▶ [Written task]:
Lay out everything from the line containing "-- select a point on the water" down to the last line of the material, both ends included, as a JSON list of strings with one string per line and blank lines omitted.

── Exercise materials

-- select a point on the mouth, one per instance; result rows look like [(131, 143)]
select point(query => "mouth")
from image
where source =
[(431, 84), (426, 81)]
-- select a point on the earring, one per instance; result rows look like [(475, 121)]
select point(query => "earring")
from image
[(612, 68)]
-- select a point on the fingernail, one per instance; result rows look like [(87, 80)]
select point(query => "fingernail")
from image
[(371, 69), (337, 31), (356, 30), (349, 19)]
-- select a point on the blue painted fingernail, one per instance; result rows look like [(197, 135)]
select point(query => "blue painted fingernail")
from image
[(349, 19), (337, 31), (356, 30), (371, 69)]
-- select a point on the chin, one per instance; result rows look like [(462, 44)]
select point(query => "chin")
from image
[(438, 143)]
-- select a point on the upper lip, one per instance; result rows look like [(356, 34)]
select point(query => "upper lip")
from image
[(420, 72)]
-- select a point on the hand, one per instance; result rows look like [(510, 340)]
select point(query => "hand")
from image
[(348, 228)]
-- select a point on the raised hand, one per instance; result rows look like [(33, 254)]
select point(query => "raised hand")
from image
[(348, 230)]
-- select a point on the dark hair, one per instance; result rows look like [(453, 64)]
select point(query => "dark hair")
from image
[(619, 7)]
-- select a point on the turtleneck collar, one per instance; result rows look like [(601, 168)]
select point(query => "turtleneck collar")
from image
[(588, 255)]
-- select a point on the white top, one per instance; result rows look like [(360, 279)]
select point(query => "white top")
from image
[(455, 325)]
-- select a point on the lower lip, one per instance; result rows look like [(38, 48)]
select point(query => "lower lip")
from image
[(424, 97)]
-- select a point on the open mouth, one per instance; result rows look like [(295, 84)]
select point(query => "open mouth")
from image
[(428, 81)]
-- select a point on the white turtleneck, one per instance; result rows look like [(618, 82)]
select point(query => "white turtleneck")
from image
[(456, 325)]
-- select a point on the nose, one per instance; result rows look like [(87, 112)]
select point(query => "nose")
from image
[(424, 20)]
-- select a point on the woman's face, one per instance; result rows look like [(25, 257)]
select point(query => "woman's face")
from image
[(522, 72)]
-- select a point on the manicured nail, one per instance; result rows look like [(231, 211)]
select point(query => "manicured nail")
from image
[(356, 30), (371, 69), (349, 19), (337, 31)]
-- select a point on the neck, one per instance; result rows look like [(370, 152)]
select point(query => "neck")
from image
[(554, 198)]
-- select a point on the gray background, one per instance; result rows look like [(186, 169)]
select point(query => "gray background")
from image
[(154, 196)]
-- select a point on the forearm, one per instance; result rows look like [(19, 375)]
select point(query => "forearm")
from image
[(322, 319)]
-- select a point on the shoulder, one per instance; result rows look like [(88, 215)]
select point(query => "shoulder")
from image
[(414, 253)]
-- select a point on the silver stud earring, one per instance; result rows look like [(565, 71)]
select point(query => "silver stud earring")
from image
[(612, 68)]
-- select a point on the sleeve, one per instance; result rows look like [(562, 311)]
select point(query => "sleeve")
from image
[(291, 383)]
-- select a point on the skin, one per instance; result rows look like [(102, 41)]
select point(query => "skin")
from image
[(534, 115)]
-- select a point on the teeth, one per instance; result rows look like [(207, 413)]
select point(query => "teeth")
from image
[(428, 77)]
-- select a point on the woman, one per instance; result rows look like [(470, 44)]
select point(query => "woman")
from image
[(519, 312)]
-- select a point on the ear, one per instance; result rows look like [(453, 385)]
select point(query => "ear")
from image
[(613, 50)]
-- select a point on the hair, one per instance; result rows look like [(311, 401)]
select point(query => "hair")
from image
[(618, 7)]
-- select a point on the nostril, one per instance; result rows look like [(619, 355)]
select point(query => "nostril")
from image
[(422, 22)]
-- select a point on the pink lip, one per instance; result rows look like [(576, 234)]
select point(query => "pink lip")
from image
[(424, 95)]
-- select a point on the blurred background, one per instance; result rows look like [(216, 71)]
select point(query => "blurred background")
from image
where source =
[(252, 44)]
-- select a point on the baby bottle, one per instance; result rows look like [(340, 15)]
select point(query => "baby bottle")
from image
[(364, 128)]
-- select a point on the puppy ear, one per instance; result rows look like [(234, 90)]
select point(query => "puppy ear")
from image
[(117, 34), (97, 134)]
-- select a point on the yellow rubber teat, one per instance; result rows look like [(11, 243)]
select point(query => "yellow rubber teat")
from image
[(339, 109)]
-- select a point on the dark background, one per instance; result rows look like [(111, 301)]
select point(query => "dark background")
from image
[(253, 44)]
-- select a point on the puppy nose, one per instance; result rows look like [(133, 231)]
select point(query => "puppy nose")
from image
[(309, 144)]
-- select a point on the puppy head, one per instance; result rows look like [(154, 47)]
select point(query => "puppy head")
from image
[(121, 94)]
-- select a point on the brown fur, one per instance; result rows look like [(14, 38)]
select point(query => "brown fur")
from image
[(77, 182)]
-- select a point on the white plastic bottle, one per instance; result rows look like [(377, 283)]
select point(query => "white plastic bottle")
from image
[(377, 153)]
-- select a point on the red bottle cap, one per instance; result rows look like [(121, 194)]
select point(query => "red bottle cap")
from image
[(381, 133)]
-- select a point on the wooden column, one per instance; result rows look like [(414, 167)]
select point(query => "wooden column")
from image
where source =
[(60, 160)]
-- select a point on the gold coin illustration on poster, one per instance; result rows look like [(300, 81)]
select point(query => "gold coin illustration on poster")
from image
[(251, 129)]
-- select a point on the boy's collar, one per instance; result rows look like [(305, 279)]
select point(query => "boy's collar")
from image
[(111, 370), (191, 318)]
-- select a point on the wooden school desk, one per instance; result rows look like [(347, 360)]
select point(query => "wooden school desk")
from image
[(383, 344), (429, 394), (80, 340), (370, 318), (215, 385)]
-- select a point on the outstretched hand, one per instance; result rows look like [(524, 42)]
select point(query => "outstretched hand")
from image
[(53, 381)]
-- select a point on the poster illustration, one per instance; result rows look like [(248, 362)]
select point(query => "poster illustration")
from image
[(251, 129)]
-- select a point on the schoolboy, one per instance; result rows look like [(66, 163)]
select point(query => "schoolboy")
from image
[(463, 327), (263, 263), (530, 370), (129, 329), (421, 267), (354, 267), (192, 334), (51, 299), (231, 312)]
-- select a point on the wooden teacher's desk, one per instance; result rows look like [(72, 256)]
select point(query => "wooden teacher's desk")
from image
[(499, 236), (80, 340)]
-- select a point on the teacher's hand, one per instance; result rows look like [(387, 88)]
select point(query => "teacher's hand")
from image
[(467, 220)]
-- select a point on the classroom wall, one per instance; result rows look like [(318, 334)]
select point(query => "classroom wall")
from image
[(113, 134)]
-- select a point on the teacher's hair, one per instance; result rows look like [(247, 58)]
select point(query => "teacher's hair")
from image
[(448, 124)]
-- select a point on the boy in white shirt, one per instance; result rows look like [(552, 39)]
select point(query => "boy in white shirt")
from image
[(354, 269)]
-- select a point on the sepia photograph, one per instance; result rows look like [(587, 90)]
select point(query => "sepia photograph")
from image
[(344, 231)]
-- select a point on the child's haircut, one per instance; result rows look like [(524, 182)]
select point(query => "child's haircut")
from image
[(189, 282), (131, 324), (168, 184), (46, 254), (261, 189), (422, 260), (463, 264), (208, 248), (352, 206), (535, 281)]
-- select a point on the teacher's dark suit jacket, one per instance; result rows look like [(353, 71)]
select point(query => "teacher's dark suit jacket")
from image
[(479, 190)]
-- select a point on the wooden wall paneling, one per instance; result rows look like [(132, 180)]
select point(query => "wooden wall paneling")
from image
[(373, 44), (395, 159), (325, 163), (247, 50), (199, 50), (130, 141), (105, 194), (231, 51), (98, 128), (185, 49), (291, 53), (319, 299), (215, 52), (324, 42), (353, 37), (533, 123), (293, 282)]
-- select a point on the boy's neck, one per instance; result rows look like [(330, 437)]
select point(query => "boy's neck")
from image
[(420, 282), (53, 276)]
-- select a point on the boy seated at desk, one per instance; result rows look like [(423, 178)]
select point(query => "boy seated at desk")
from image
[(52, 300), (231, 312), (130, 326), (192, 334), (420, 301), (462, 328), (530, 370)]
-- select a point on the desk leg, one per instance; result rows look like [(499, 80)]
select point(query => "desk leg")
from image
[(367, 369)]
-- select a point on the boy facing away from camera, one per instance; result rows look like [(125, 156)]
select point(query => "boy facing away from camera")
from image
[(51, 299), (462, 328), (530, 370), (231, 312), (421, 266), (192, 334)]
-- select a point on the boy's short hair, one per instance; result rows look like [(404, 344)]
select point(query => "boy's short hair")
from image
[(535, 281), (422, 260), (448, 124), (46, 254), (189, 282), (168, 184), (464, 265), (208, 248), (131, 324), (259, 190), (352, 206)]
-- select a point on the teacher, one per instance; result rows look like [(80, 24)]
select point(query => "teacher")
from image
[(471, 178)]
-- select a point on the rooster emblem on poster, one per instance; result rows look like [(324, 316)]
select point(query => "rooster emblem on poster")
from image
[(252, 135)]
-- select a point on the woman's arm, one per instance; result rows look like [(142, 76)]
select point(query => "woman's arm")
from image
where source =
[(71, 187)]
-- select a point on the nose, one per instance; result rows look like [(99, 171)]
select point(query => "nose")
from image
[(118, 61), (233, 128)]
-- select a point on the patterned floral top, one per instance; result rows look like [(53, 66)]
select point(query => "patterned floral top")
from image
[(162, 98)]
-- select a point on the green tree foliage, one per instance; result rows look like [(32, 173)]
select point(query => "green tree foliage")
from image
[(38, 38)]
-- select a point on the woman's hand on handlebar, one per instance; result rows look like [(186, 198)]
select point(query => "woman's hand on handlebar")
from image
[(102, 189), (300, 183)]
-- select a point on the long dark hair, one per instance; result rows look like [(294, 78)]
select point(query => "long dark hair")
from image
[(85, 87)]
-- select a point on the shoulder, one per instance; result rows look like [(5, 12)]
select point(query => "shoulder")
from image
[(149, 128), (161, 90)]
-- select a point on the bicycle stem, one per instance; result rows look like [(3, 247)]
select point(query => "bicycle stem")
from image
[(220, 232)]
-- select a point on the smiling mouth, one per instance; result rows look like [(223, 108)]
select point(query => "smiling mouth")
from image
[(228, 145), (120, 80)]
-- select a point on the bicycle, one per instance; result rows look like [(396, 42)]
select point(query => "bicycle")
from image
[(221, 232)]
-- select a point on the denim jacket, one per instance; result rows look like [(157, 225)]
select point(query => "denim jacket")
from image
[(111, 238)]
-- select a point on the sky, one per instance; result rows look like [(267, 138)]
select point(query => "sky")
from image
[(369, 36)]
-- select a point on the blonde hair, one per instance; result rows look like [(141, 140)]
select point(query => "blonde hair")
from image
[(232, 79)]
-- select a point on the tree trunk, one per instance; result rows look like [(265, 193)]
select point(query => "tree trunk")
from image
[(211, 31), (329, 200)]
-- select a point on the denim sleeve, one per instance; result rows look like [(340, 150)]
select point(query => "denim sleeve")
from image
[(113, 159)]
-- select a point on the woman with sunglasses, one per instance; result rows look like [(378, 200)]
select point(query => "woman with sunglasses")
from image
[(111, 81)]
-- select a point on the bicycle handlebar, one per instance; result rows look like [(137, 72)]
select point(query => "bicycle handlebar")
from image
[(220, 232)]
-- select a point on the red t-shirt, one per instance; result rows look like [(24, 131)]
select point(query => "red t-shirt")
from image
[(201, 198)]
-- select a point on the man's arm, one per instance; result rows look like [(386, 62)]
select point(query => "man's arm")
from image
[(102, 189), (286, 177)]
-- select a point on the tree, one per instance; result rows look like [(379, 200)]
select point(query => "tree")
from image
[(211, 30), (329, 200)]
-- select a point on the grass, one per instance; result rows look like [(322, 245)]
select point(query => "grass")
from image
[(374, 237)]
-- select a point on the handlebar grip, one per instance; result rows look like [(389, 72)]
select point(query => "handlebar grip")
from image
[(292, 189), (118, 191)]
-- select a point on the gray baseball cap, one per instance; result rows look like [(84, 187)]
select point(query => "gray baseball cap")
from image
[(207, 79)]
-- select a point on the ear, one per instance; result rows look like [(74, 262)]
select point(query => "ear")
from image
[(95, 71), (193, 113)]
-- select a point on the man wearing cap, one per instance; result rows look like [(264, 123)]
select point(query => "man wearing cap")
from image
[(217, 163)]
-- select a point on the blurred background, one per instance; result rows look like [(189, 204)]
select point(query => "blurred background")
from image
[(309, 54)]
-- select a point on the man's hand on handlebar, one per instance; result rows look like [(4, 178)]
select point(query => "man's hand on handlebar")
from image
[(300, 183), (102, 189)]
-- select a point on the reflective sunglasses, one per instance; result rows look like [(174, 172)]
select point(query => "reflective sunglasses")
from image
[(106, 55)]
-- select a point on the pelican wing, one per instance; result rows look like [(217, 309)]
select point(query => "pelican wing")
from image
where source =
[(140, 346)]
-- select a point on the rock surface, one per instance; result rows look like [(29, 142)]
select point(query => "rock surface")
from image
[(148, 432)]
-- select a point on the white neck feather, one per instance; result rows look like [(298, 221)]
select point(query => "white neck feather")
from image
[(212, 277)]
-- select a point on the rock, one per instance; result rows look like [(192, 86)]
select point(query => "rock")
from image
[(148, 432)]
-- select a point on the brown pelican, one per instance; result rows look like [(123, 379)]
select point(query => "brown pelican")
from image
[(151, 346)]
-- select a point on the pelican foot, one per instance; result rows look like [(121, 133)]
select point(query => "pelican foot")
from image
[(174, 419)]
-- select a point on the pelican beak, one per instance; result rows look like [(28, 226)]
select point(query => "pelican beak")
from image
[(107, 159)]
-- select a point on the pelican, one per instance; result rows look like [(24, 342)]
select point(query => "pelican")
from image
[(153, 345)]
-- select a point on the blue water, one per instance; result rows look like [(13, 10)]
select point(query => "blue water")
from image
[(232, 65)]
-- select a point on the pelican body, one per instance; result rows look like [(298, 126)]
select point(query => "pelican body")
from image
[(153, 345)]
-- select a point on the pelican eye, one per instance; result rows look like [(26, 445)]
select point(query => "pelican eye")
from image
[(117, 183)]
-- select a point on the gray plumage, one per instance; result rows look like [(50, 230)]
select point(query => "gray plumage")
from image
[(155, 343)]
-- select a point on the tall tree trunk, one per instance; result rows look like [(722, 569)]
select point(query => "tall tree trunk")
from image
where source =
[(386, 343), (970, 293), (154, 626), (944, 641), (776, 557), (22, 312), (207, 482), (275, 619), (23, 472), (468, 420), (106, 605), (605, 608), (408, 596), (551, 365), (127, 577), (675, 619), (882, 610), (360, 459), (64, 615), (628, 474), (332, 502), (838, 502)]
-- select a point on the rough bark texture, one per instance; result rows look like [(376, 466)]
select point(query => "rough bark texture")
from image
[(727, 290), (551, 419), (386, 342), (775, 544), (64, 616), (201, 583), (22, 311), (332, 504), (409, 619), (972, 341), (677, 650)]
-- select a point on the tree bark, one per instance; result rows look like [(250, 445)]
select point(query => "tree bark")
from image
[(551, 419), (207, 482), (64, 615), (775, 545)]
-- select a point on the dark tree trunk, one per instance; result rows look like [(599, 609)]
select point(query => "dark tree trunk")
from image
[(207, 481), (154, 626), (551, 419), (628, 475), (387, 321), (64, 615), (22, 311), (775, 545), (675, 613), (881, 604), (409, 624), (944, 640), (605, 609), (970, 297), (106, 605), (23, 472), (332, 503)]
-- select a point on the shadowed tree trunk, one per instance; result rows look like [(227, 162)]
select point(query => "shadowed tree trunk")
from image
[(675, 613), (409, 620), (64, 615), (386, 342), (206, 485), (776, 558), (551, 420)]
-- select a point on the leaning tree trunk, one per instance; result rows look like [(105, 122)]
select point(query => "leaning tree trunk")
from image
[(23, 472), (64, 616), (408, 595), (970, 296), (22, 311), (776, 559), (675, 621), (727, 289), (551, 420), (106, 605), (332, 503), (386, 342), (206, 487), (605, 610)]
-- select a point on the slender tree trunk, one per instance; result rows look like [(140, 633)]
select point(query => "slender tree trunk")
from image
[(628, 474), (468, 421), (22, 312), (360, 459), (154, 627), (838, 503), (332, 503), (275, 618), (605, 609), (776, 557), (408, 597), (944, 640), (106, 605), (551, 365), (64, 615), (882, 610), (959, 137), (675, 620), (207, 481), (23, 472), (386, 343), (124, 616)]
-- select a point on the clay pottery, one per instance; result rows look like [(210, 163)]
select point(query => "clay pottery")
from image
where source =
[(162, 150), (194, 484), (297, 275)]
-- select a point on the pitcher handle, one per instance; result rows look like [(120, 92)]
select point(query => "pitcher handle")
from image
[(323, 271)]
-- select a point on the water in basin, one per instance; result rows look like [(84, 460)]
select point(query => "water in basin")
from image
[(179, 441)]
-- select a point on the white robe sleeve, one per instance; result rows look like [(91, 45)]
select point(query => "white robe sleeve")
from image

────

▶ [Response to this exercise]:
[
  "-- select a point on the water in basin, one per instance; result rows look like [(84, 460)]",
  "select point(query => \"water in basin\")",
  "from image",
  "[(179, 441)]",
  "-- select a point on the white robe sleeve, one per instance; result rows look like [(91, 45)]",
  "select point(query => \"white robe sleeve\")",
  "from image"
]